■ **EXERCICES À FAIRE**:
(a) Répondez d'après le récit sur Hamed :
(i) Dans quel village Hamed vivait-il avec sa famille ?
(ii) Pendant combien de temps son père a-t-il été boutiquier ?
(iii) Qui a demandé au père d'envoyer Hamed à Dakar ?
(b) Reproduisez sans rien changer le passage du récit sur Hamed qui commence par les mots contenant « Le retour du » et se termine par « leur père avant. ».

■ **EXTRAIT FOURNI**:
Ces informations m’ont été données par le jeune homme lui-même.  

 Son prénom est Hamed, c’est un jeune Guinéen de 14 ans qui vivait il y a encore 4 ans avec son père sa mère et ses trois sœurs dans le village de Lelouma dans la région de Labé en Guinée- Conakry. Il est le benjamin de la fratrie et comme les enfants de son âge il fréquentait l’école primaire N’dantari jusqu’en 4e année. C’est une période de sa vie assez fraîche dans sa tête, car il se rappelle encore quand il jouait au football dans la cour de l’école ou dans le quartier avec ses quelques camarades de classe ou des amis.

Comme dans toutes les familles africaines, les parents se débrouillaient avec le peu qu’ils avaient et se le partageait en famille et même avec les voisins. Mais bien des années avant sa naissance, c’est-à-dire dans les années 80, son père décida d’aller tenter sa chance au Sénégal en tant que boutiquier pour subvenir aux besoins de la famille qui commençaient à augmenter avec la naissance de ses grands frères et sœurs. Pendant près de 29 ans de sa vie il fut boutiquier.

Se sentant vieillir après tant d’années d’efforts, le père jugea nécessaire de raccrocher et de léguer ses deux boutiques à ses deux aînés qui étaient déjà assez grands pour le remplacer. Comme il avait été décidé, les deux aînés le remplacèrent effectivement et comme lui, ils ont aussi passé de longues années à travailler en tant que boutiquiers à Dakar. A l’heure où j’écris ce billet, ça fait 15 ans qu’ils font ce travail.

Le retour du père au village a été un soulagement pour la mère, les trois filles et Hamed. Ils pouvaient enfin passer assez de temps avec lui et partager ensemble des moments agréables. Pour Hamed toutes ces bonnes choses allaient bientôt prendre fin, car ses deux grands frères qui étaient au Sénégal demandèrent à leur père de l’envoyer à Dakar pour devenir boutiquier comme eux et comme leur père avant.

■ **LIGNES**:
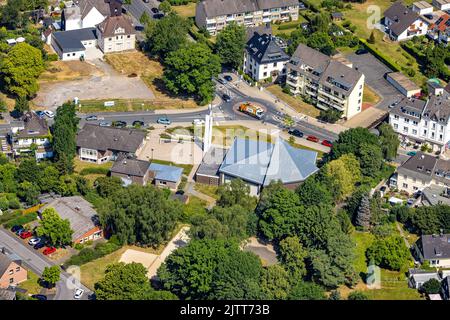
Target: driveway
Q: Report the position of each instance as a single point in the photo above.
(111, 85)
(37, 263)
(374, 71)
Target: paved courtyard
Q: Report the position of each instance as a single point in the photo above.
(111, 85)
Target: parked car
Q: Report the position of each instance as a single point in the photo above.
(163, 120)
(78, 293)
(198, 122)
(26, 234)
(16, 228)
(226, 98)
(327, 143)
(138, 123)
(91, 118)
(49, 250)
(296, 132)
(49, 113)
(34, 240)
(40, 114)
(119, 124)
(104, 124)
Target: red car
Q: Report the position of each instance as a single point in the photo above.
(312, 138)
(327, 143)
(49, 250)
(26, 234)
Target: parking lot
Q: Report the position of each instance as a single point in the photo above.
(374, 71)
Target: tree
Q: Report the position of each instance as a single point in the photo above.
(371, 38)
(279, 211)
(190, 70)
(167, 34)
(237, 192)
(20, 69)
(65, 130)
(165, 7)
(292, 255)
(357, 295)
(389, 141)
(57, 230)
(307, 291)
(51, 275)
(363, 216)
(230, 44)
(141, 215)
(21, 105)
(390, 253)
(275, 283)
(212, 269)
(432, 286)
(128, 282)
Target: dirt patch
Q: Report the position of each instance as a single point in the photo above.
(150, 71)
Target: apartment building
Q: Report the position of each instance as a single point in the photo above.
(215, 15)
(264, 57)
(421, 121)
(327, 82)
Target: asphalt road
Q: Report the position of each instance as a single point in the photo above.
(37, 263)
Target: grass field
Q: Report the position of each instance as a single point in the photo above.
(295, 102)
(151, 72)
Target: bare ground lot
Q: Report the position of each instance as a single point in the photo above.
(108, 84)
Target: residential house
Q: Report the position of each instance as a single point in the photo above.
(422, 7)
(327, 82)
(403, 23)
(403, 84)
(116, 33)
(440, 30)
(11, 271)
(165, 176)
(131, 170)
(264, 58)
(72, 45)
(31, 133)
(441, 4)
(214, 15)
(421, 121)
(435, 249)
(82, 216)
(258, 163)
(85, 14)
(100, 144)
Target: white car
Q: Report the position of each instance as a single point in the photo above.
(198, 122)
(49, 113)
(34, 241)
(78, 293)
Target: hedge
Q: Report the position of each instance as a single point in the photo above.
(94, 170)
(380, 56)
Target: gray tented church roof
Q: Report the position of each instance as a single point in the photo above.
(261, 162)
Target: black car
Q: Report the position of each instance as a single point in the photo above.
(296, 132)
(361, 51)
(119, 124)
(16, 228)
(39, 296)
(138, 123)
(226, 98)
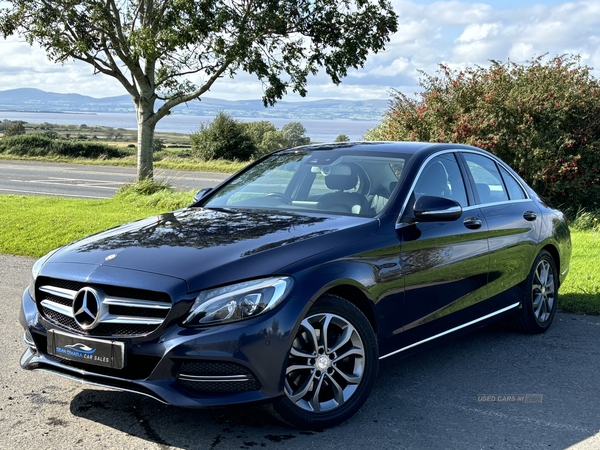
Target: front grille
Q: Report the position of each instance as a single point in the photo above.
(119, 311)
(211, 378)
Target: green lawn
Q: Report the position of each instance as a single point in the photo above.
(580, 292)
(32, 226)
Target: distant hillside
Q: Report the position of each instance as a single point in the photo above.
(42, 101)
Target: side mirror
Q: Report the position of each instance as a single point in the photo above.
(436, 209)
(201, 194)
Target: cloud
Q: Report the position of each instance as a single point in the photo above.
(458, 33)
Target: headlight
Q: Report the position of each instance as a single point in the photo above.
(238, 301)
(35, 271)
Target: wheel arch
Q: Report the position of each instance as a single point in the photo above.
(555, 256)
(358, 298)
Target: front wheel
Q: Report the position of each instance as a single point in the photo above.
(540, 296)
(331, 368)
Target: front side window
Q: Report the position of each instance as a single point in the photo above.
(441, 177)
(515, 191)
(488, 182)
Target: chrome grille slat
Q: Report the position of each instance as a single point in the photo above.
(134, 303)
(109, 318)
(58, 307)
(59, 292)
(116, 315)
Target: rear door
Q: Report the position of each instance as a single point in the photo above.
(512, 218)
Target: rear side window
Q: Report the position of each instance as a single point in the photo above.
(488, 181)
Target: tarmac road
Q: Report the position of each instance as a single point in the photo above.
(75, 180)
(425, 401)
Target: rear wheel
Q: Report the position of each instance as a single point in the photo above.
(331, 368)
(540, 297)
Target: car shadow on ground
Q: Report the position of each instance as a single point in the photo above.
(419, 401)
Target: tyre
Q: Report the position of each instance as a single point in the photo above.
(540, 296)
(331, 368)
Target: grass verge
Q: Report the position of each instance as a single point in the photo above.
(32, 226)
(174, 163)
(580, 292)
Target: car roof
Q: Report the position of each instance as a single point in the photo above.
(381, 146)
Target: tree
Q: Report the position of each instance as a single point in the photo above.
(223, 138)
(157, 49)
(293, 133)
(541, 117)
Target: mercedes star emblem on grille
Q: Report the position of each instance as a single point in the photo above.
(86, 308)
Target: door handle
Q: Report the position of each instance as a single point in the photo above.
(472, 223)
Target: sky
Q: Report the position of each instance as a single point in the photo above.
(456, 33)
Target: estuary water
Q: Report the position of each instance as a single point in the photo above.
(317, 130)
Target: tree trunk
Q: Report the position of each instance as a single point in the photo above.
(146, 125)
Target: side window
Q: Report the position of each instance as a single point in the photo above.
(488, 181)
(515, 191)
(442, 178)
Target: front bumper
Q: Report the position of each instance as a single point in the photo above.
(214, 366)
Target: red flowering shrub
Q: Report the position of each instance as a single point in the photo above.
(542, 118)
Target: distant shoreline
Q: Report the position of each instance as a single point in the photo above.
(29, 111)
(318, 130)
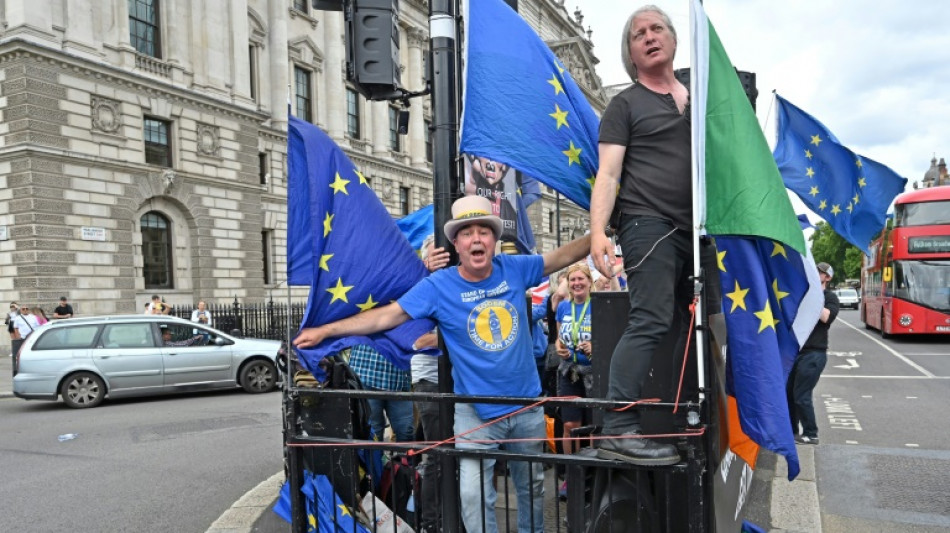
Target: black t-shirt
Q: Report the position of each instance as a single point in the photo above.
(818, 340)
(656, 176)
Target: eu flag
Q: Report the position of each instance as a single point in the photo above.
(851, 192)
(771, 300)
(521, 106)
(358, 257)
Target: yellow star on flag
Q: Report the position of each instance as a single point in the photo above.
(368, 304)
(573, 154)
(339, 185)
(778, 249)
(738, 297)
(766, 320)
(339, 292)
(560, 116)
(779, 294)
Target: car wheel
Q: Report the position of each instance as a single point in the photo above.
(83, 390)
(258, 376)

■ **RÉPONSES COMPLÈTES**:
(a)
(i) À Lelouma, dans la région de Labé, en Guinée-Conakry.
(ii) Pendant près de 29 ans.
(iii) Ses deux grands frères qui étaient au Sénégal.

(b)
Le retour du père au village a été un soulagement pour la mère, les trois filles et Hamed. Ils pouvaient enfin passer assez de temps avec lui et partager ensemble des moments agréables. Pour Hamed toutes ces bonnes choses allaient bientôt prendre fin, car ses deux grands frères qui étaient au Sénégal demandèrent à leur père de l’envoyer à Dakar pour devenir boutiquier comme eux et comme leur père avant.